---------- Article ----------

Oh No! It’s those mutant bears again. To my dismay, I’ve been sent, for the *third* time, that silly, snarky, adolescent, clip of those naughty “what the p-value” bears (first posted on Aug 5, 2012), who cannot seem to get a proper understanding of significance tests into their little bear brains. So apparently some people haven’t seen my rejoinder which, as I said then, practically wrote itself. So since it’s Saturday night here at the Elbar Room, let’s listen in to a mashup of both the clip and my original rejoinder (in which p-value bears are replaced with hypothetical Bayesian bears).* *

These stilted bear figures and their voices are sufficiently obnoxious in their own right, even without the tedious lampooning of p-values and the feigned horror at learning they should not be reported as posterior probabilities.

*Mayo’s Rejoinder:*

*Bear #1:* Do you have the results of the study?

Bear #2:Yes. The good news is there is a .996 probability of a positive difference in the main comparison.

Bear #1: Great. So I can be well assured that there is just a .004 probability that such positive results would occur if they were merely due to chance.

*Bear #2:* Not really, that would be an incorrect interpretation.

*Bear #1:* Oh. I see. Then you must mean 99.6% of the time a smaller difference would have been observed if in fact the null hypothesis of “no effect” was true.

*Bear #2:* No, that would also be an incorrect interpretation.

*Bear #1:* Well then you must be saying it is rational to believe to degree .996 that there is a real difference?

*Bear #2:* It depends. That might be so if the prior probability distribution was a proper probabilistic distribution representing rational beliefs in the different possible parameter values independent of the data.

*Bear #1:* But I was assured that this would be a nonsubjective Bayesian analysis.

*Bear #2:* Yes, the prior would at most have had the more important parameters elicited from experts in the field, the remainder being a product of one of the default or conjugate priors.

*Bear #1:* Well which one was used in this study?

*Bear #2: *I would need to find out, I came into the project at the point of trying to find an adequate statistical model; this alone required six different adjustments of the model.

*Bear #1:* So can you explain to me what a posterior of 0.996 really means?

*Bear #2: *There is no unanimity as to the definition of objective Bayesian analysis, nor even unanimity as to its goal. It is a quantitative construct arrived at by means of a Bayesian computation based on a prior distribution.

*Bear #1:* But I am assured the priors are coherent, and do not violate probability axioms, correct?

*Bear #2: *Not in general. Conventional priors may not even be probabilities in that a constant or flat prior for a parameter may not sum to 1 (improper prior).

*Bear #1:* If priors are not probabilities, how do I know the posterior is a probability?

*Bear #2: *The posterior distribution can generally be justified as limiting approximations to proper prior posteriors.

*Bear #1:* Yeah right. Well the important thing is that this is stronger evidence of a genuine effect than was reported in the recent Hands-Price study: they had only a .965 posterior probability.

*Bear #2: *Not necessarily. I would have to know their sample size, type of prior used, whether they were doing a Bayesian highest probability density interval or treating it as a test, possibly with a “spiked” prior.

*Bear #1:* You are not serious.

*Bear #2: *Unfortunately I’m very serious. Bayesian analyses are like that.

---------- Raw data ----------

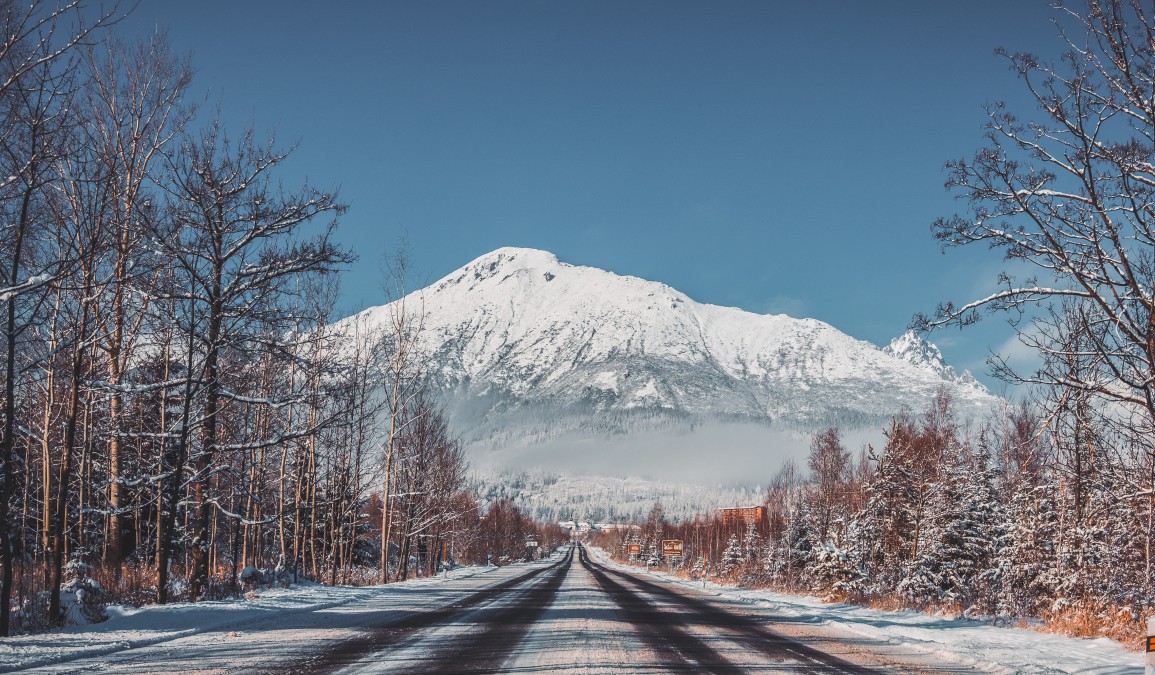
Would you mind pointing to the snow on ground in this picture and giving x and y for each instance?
(974, 643)
(129, 628)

----------

Things to do:
1 - Retype the post about the Bayesian bears word for word, from "These stilted bear" to "would be an incorrect interpretation.".
2 - In the post about the Bayesian bears, what posterior probability did the Hands-Price study report?

The responses:
1 -
These stilted bear figures and their voices are sufficiently obnoxious in their own right, even without the tedious lampooning of p-values and the feigned horror at learning they should not be reported as posterior probabilities.

*Mayo’s Rejoinder:*

*Bear #1:* Do you have the results of the study?

Bear #2:Yes. The good news is there is a .996 probability of a positive difference in the main comparison.

Bear #1: Great. So I can be well assured that there is just a .004 probability that such positive results would occur if they were merely due to chance.

*Bear #2:* Not really, that would be an incorrect interpretation.

2 - .965